- _What the exercise asks_:
Count the lines in the data below that contain the string "power", with uppercase and lowercase treated as different. Reply with the number alone.

***** Data to use

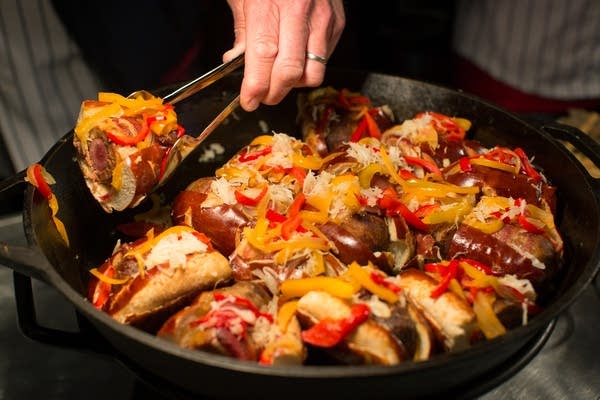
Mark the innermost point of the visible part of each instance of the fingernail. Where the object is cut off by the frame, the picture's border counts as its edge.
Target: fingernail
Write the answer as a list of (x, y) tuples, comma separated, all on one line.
[(251, 104)]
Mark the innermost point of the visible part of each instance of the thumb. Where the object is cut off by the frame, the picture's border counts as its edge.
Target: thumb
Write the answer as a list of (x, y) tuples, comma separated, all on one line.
[(239, 30)]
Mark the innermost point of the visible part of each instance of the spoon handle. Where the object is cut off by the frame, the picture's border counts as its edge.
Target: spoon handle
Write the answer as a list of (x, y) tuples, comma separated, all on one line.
[(186, 144), (205, 80)]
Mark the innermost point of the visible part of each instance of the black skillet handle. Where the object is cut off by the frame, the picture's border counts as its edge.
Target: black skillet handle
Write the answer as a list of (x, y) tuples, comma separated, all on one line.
[(86, 339), (577, 138), (11, 193)]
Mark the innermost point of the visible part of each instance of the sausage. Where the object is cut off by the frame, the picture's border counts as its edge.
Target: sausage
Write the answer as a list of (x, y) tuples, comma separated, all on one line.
[(451, 318), (369, 343), (328, 120), (221, 223), (231, 321), (175, 267), (495, 182), (121, 145), (511, 250)]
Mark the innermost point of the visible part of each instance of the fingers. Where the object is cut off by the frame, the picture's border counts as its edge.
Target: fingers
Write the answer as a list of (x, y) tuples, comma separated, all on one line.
[(262, 45), (327, 23), (276, 34), (239, 30), (289, 65)]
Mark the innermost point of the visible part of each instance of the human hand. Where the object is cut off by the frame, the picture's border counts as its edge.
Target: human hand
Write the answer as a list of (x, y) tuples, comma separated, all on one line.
[(276, 36)]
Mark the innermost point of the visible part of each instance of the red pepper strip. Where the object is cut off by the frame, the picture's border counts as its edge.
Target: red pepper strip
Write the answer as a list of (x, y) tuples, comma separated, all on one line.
[(180, 131), (274, 217), (486, 269), (529, 170), (40, 183), (290, 225), (434, 267), (425, 210), (380, 280), (445, 124), (126, 140), (362, 200), (245, 156), (322, 123), (329, 332), (372, 126), (393, 206), (296, 205), (298, 173), (428, 165), (500, 154), (465, 164), (406, 174), (358, 133), (102, 289), (204, 239), (250, 201), (529, 226), (449, 275), (343, 100)]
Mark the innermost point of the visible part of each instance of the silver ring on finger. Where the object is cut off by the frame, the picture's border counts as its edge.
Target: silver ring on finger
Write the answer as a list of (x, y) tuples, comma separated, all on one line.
[(315, 57)]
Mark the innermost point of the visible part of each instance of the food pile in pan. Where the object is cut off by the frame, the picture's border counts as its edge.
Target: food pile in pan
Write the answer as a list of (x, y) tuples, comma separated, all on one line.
[(369, 241)]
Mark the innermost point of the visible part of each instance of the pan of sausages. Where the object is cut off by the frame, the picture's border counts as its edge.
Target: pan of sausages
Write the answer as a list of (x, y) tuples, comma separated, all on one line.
[(376, 236)]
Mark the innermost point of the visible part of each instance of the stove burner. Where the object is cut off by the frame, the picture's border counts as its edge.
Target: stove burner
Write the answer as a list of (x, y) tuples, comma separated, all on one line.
[(150, 387)]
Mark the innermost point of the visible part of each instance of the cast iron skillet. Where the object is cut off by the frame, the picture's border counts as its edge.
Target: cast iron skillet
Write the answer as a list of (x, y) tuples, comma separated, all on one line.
[(92, 234)]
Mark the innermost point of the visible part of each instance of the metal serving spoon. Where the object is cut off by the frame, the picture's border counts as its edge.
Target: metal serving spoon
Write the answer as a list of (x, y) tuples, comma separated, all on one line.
[(186, 144)]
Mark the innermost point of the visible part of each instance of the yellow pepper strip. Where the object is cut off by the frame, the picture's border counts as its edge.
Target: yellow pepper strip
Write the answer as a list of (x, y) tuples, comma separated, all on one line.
[(138, 102), (285, 314), (435, 189), (448, 214), (262, 140), (321, 202), (487, 319), (479, 279), (463, 123), (391, 170), (152, 212), (60, 227), (295, 244), (106, 279), (319, 263), (117, 176), (349, 188), (513, 169), (363, 276), (87, 123), (330, 157), (490, 226), (166, 125), (366, 174), (307, 162), (292, 288), (138, 251), (455, 287)]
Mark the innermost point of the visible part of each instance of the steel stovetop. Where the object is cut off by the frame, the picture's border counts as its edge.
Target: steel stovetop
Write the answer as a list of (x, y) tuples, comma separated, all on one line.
[(568, 366)]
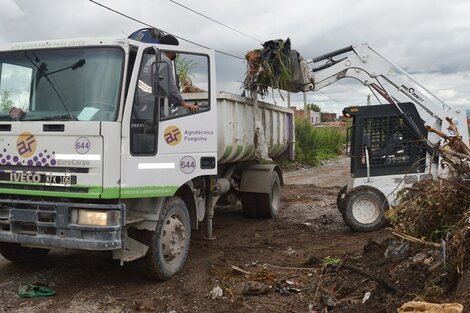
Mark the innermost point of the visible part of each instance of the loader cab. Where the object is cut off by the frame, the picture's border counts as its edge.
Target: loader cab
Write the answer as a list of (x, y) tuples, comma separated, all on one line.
[(381, 143)]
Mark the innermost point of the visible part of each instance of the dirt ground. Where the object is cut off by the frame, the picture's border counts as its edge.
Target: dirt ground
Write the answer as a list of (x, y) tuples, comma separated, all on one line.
[(288, 264)]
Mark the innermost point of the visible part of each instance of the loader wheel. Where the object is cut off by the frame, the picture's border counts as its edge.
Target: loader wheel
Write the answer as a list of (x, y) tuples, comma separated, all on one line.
[(364, 209), (263, 205), (18, 254), (341, 200), (169, 243)]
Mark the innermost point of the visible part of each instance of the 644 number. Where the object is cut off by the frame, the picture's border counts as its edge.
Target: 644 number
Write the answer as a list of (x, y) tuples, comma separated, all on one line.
[(187, 164)]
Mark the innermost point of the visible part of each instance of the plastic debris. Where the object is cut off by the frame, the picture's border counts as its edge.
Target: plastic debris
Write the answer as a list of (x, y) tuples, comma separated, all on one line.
[(35, 291), (397, 250), (328, 300), (253, 288), (216, 293), (425, 307)]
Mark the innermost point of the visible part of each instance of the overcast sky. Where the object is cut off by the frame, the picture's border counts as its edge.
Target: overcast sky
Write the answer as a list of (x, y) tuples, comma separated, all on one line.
[(430, 39)]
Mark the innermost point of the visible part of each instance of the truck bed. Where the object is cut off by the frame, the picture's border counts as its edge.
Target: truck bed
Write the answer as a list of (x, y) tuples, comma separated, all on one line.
[(236, 127)]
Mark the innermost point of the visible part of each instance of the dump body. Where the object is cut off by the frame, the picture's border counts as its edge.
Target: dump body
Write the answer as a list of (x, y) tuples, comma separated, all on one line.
[(236, 131)]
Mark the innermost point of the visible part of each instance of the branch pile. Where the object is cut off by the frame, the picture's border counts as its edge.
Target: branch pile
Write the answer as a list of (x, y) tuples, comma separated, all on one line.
[(437, 210), (276, 66)]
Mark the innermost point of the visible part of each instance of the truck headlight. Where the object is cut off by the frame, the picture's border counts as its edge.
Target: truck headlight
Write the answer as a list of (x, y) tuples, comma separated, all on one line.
[(95, 217)]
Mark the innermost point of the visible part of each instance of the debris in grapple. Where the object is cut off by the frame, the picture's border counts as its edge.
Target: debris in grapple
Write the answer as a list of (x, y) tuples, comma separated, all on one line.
[(276, 66)]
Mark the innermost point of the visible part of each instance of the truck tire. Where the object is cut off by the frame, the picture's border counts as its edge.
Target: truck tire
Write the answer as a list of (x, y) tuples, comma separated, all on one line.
[(341, 200), (263, 205), (169, 243), (18, 254), (365, 209)]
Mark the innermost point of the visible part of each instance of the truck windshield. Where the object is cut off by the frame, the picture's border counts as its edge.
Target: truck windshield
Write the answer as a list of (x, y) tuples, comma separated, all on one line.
[(80, 84)]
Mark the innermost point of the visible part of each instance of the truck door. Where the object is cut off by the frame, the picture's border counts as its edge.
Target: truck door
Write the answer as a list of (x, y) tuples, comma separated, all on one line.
[(169, 145)]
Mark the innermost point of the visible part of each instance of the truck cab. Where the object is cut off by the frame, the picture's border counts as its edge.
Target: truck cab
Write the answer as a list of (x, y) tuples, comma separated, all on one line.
[(94, 154), (85, 139)]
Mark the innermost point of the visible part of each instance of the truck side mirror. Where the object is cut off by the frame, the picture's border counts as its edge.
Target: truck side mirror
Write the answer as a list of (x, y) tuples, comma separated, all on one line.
[(366, 140), (161, 79)]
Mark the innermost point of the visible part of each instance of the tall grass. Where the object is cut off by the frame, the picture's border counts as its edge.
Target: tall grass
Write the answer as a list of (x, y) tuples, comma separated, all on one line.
[(316, 144)]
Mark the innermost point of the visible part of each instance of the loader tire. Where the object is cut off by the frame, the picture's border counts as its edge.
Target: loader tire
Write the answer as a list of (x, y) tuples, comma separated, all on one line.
[(169, 243), (18, 254), (365, 209), (263, 205)]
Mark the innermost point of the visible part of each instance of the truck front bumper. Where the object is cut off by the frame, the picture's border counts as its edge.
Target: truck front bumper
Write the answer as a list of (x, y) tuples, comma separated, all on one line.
[(51, 224)]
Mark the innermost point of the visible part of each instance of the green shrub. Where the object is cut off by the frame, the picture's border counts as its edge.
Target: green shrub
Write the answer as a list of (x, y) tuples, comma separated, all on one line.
[(316, 144)]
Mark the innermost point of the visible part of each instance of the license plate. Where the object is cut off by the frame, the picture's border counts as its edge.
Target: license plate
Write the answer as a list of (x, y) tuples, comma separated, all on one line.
[(55, 179)]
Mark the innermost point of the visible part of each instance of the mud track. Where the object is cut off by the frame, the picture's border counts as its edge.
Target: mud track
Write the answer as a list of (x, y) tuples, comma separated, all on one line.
[(281, 259)]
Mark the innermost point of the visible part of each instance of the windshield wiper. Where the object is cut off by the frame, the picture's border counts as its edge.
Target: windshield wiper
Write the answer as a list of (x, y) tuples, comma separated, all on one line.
[(6, 117), (42, 72), (63, 117)]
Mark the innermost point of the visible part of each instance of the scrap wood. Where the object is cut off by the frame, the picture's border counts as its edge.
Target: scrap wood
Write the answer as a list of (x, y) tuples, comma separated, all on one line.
[(416, 240), (381, 281), (236, 268)]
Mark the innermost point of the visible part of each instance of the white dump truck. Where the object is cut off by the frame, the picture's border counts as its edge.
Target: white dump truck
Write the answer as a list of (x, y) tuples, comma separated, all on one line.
[(93, 157)]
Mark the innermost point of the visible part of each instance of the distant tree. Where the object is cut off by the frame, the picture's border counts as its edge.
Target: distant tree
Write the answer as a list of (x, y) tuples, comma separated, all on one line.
[(6, 101)]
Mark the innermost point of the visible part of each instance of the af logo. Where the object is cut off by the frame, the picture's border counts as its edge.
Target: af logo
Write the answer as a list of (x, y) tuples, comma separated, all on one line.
[(26, 145), (172, 135)]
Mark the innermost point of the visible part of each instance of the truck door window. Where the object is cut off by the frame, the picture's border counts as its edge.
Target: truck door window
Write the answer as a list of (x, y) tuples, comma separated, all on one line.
[(191, 81), (143, 119)]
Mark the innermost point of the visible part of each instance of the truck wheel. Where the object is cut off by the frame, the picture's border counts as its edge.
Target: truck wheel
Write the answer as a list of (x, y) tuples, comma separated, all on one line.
[(169, 243), (18, 254), (263, 205), (364, 209), (341, 199)]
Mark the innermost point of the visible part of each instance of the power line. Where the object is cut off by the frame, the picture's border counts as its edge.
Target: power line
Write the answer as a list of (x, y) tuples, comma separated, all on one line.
[(215, 21), (179, 37), (332, 98)]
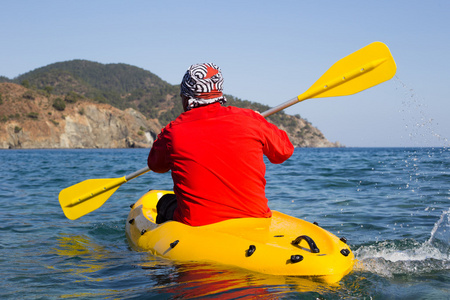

**********

- _In response_:
2